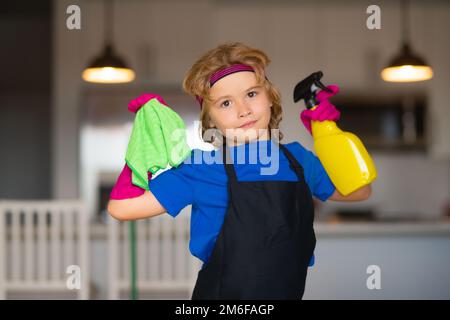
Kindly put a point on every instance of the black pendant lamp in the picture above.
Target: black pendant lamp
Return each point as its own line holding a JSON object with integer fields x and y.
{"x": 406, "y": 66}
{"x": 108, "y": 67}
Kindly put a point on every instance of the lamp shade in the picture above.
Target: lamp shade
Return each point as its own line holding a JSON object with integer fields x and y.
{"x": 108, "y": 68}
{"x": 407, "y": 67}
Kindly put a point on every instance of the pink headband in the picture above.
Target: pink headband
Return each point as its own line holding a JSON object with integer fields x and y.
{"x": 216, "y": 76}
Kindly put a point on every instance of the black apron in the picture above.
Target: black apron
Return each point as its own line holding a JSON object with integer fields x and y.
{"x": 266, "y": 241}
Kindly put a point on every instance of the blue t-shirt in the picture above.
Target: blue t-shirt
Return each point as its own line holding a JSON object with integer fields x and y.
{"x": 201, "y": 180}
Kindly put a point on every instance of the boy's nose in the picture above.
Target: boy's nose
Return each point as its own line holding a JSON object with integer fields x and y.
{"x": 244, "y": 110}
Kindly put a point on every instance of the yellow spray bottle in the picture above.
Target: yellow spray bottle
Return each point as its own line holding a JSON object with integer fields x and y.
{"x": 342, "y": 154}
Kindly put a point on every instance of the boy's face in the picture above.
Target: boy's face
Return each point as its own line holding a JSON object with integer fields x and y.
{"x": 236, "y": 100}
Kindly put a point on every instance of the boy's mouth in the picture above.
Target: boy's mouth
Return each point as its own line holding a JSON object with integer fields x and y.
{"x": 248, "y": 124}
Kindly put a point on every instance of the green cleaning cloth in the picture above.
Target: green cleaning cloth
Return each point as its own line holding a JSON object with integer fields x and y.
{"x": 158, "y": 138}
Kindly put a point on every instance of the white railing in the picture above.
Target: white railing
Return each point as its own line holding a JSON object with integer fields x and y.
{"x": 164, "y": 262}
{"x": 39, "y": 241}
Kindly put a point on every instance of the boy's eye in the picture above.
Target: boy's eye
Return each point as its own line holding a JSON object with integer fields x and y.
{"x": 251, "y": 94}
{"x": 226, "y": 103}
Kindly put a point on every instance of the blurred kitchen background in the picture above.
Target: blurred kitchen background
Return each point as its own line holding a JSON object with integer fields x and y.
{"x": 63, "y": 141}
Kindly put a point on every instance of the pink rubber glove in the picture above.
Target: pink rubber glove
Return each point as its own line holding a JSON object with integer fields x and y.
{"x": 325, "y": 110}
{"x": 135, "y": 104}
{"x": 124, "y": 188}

···

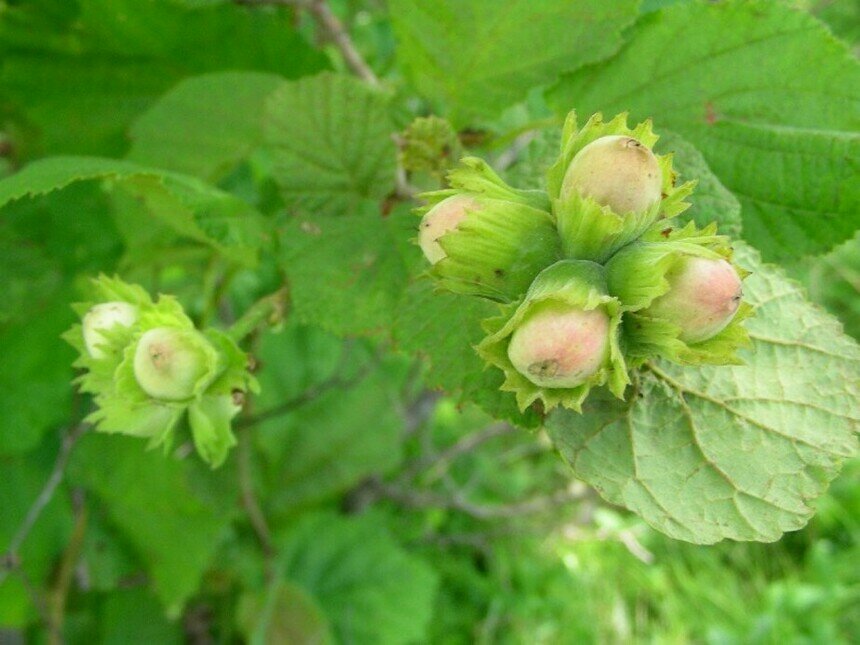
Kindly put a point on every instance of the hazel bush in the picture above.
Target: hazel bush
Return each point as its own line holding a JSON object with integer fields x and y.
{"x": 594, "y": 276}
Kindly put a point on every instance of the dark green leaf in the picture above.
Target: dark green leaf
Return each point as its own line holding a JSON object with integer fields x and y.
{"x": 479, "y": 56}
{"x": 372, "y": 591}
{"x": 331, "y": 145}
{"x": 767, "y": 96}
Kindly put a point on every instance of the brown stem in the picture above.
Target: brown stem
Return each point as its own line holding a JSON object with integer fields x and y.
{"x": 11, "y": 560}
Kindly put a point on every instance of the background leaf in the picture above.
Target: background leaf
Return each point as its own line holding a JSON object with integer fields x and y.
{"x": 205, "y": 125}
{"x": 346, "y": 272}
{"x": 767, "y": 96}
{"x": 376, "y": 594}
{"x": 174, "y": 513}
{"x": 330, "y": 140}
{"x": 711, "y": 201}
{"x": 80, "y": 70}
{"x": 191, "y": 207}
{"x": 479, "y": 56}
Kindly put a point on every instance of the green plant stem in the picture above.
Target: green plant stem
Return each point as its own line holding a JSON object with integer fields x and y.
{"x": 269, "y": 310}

···

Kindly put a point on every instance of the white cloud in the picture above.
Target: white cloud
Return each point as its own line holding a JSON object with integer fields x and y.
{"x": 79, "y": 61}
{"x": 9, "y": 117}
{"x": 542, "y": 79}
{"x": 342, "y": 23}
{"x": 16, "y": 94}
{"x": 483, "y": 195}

···

About this exercise: Leave out every line above except those from the line with "Target: yellow spray bottle" up to and including the line with "Target: boy's eye", and copy those exactly.

Task result:
Target: yellow spray bottle
Return each point as its own line holding a JSON object with integer fields x and y.
{"x": 342, "y": 154}
Kindly put a point on every instance of the boy's face in the picture above.
Target: boy's face
Return each point as its own line holding a JSON object with integer fields x and y.
{"x": 236, "y": 100}
Kindly put a point on every instance of the boy's mouth in the picture above.
Target: boy's mouth
Return each point as its own line holding a JSON object with integer fields x and y.
{"x": 248, "y": 124}
Kindly put a point on every instance of the green cleaning cloth in the picture above.
Target: green cleaning cloth
Return each point as its own line holding a JSON object with integer fields x and y.
{"x": 158, "y": 138}
Kindly put a point on every instance of the white railing in the picture above.
Target: white railing
Return each point as its own line holding a JSON object with integer fields x and y.
{"x": 164, "y": 262}
{"x": 39, "y": 241}
Kindly put a point on every instance of the boy's eye in the picture above.
Target: boy's eye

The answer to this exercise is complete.